List of tasks
[A] In the text on gradient descent, what default values are set for the learning rate and the number of iterations?
[B] Resume the text on gradient descent from the point where it stops.

Document segment
Note that we keep a history of all updates. While this would not be required in practice — in general, we are only interested in the values for $\mathbf{x}$ after the last update which are hopefully close to the true minimum — we can use the history of updates for visualizing the results. To this end, let's first define the initial choice of the parameters as $x_1 = 9$ and $x_2 = -3$:

In [5]:

x0 = np.asarray([9, -3])

We can now perform Gradient Descent by executing method sgd(). By default, we set the learning eta to $0.05$ and the number of iterations n_steps to 100. However, you are welcome and encouraged to vary both parameters, particularly the learning rate, to see how these changes will affect the result. That being said, the default parameters are meaningful enough to illustrate the limitations of basic Gradient Descent and motivate the advantages of momentum-based extensions to the algorithm.

In [6]:

eta, n_steps = 0.05, 100

xs_sgd = sgd(g, x0, eta, n_steps)

Right now, with xs_sgd, we only have the history of all parameter updates. To see the actual behavior of the Gradient Descent implementation, we provide the auxiliary method plot_gradient_descent_2d() to visualize the update steps in a plot. Apart from the update history xs_sgd, this method also receives f to visualize the 2d function as contour plot, and eta for setting the title of the plot. Just run the code cell below to generate the animated plot (note that this might take a few seconds).

In [7]:

plot_gradient_descent_2d(f, xs_sgd, eta=eta, title=f"Gradient Descent (η = {eta})")

Out[7]:

Since we are using a single global learning rate, every dimension of the parameter vector is scaled in exactly the same way, regardless of how sensitive the loss function is to changes in that parameter. While this works reasonably well for simple and well-conditioned problems, it can become a significant limitation when dealing with more complex or ill-conditioned functions — like our example function here — where different directions in the parameter space have very different curvature.

In such cases, a single learning rate forces a difficult trade-off: if the learning rate is set too large, updates may overshoot in steep directions and cause instability; if it is set too small, progress in flat directions becomes extremely slow. Ideally, we would like the update step for each parameter to adapt to its own scale, taking smaller steps in directions with large gradients and larger steps where gradients are consistently small. This would lead to more balanced and efficient progress across all dimensions. This is exactly the motivation behind AdaGrad.

Pointing records

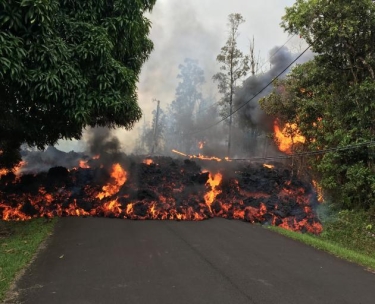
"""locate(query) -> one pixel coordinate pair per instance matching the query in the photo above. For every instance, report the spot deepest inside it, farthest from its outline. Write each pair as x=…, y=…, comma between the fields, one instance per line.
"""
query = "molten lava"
x=287, y=137
x=163, y=189
x=200, y=156
x=213, y=181
x=119, y=178
x=148, y=161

Per-task outputs
[A] The learning rate is 0.05 and the number of iterations is 100.

[B]
The AdaGrad Algorithm¶

AdaGrad (Adaptive Gradient) is an optimization algorithm that extends basic Gradient Descent by using parameter-specific learning rates instead of a single global one. The basic intuition compared to Gradient Descent is that not all parameters should be treated equally during optimization. In standard Gradient Descent, a single learning rate can cause inefficient progress, especially for ill-conditioned problems where some directions require much smaller steps than others. AdaGrad addresses this by normalizing updates based on past gradient behavior, effectively taking smaller steps in steep directions and larger steps in flatter ones. This makes optimization more balanced and can significantly improve convergence, particularly in settings with sparse or unevenly scaled gradients. Let's see how this works in more detail.

Definition & Implementation¶

The information which directions are "steep" and which are rather "flat" is directly represented by the respective values in the gradient vector: large values indicate steep directions, small values indicate flat directions. This means that, in principle, we could use the gradient to scale the learning rate for each direction. However, using only the current gradient would cause some problems as this creates a purely local, instantaneous adjustment:

Very noisy behavior: gradients can fluctuate a lot between steps; the learning rate would jump around unpredictably
No memory: the optimizer forgets whether a parameter has been consistently large or small in the past
Overreaction to spikes: a single large gradient could drastically shrink the step size for that update, even if it is just noise

To make this more tangible in many real-world Natural Language Processing tasks, some features — typically tokens or words — appear in 99% of samples, while others appear in 0.01%. If we would use the current gradient, the learning rate for a rare token would only be "high" during the exact moment that word appears.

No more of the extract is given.